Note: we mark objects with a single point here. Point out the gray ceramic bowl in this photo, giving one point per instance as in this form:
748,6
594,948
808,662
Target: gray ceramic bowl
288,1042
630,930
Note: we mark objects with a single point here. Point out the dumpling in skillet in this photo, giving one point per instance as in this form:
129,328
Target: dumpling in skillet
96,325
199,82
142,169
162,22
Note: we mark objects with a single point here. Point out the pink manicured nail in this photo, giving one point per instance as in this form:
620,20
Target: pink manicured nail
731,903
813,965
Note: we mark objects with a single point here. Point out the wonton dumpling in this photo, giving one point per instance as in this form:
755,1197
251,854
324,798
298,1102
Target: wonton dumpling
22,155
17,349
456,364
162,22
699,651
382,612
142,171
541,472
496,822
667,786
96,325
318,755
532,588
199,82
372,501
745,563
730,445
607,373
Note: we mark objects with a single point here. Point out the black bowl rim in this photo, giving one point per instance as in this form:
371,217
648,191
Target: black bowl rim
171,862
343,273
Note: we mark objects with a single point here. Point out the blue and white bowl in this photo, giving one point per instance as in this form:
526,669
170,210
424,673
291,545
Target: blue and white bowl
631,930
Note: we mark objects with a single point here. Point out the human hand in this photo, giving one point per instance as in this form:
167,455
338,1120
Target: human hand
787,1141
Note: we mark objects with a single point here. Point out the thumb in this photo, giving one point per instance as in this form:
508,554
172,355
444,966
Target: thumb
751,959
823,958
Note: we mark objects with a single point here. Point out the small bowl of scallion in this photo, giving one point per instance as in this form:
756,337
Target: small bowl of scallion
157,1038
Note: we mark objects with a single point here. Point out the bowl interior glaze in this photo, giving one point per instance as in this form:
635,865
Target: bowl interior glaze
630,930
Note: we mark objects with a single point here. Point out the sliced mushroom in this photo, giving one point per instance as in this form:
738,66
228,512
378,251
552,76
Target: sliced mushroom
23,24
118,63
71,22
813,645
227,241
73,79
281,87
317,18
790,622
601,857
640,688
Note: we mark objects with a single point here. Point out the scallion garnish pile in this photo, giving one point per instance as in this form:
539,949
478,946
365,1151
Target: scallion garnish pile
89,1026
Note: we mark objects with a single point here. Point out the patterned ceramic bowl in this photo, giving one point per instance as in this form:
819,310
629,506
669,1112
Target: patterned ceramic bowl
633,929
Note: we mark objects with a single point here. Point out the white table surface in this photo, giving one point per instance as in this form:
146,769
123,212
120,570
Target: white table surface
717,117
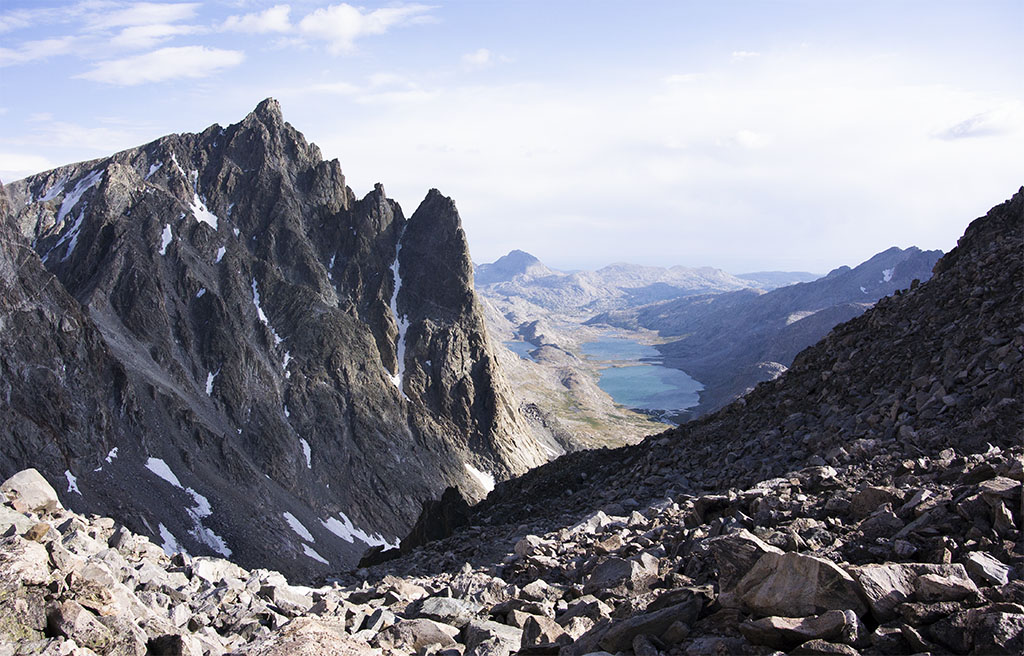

....

▶ _About this task_
Make an exact reproduction of the listing above, without any pictures.

▶ _Completed task_
Note: we mark objects with a single point here. Point out the gray ceramic bowl in this photo, giving one point per instance as in this form:
748,6
594,948
808,662
Target: gray ceramic bowl
288,1042
630,930
Note: we mark objects with a single point here. Point out the dumpling in skillet in this photo, giving one point per instance as in this form:
129,328
Target: dumpling in skillet
96,325
199,82
142,169
162,22
Note: we mark objects with a single point here. Point out the pink manicured nail in this photo, giving one point per instance as in this form:
620,20
Target: pink manicured nail
731,903
813,965
Note: we mark objects with a single point here. Point out the wonton dumpling in this photo, giving one point per instance as in this form:
755,1197
251,854
324,798
298,1102
Target: wonton dumpling
22,155
17,349
456,364
162,22
699,651
382,612
142,171
541,472
496,822
667,786
96,325
318,755
532,588
199,82
372,501
745,563
730,445
607,373
Note: we mark objects with a single point here. Point out the black bowl rim in this photo, giving one point per instance as in this form:
371,217
648,191
Target: black bowl rim
171,862
343,273
Note: we mark objects with a single point here. Point out the blue and white bowl in this photo, giving one point per instance as in this form:
526,669
170,210
424,673
291,545
Target: blue and white bowl
631,930
Note: we mark objects with a single point here. Point out the human hand in this photo, giving one point per instance as in this form:
167,455
338,1120
Target: human hand
787,1141
Note: we mark objects with a single point here. Point out the thumb in this photo, giving one point per instance as in this form:
508,554
172,355
444,966
Target: thumb
751,959
823,958
Note: we mark objects with a single point here. Point out the small bowl of scallion in this photo, giving one point per instance as in this form:
756,337
Target: small bowl of scallion
157,1038
Note: we mark objects with a single point here. Point out the bowl interior glaze in this photo, giving one point per instance as in this form:
635,865
Target: bowl interior glaze
630,930
Note: we mark objects with a single point here. Point out the sliced mushroom in this photo, giving one point per instance as in this form:
738,66
228,512
378,251
552,76
Target: sliced mushroom
23,24
118,63
71,22
813,645
227,241
73,79
281,87
317,18
790,622
601,857
640,688
Note: we mark objects with a single point here. Point out the scallion garnish pile in this photo, giving one point per instance as in this form:
539,949
478,946
365,1151
Target: scallion garnish pile
89,1026
Note: we mark objects with a single point here. Point out the patterned ceramic bowl in this photo, giving one point per instance as in this form:
819,310
629,506
669,1112
Target: patterned ceramic bowl
633,929
Note: we mark objects with a single point here. Point out the white table surface in this photo, giving one point per instance as in this form:
146,769
123,212
120,570
Target: white table surface
717,117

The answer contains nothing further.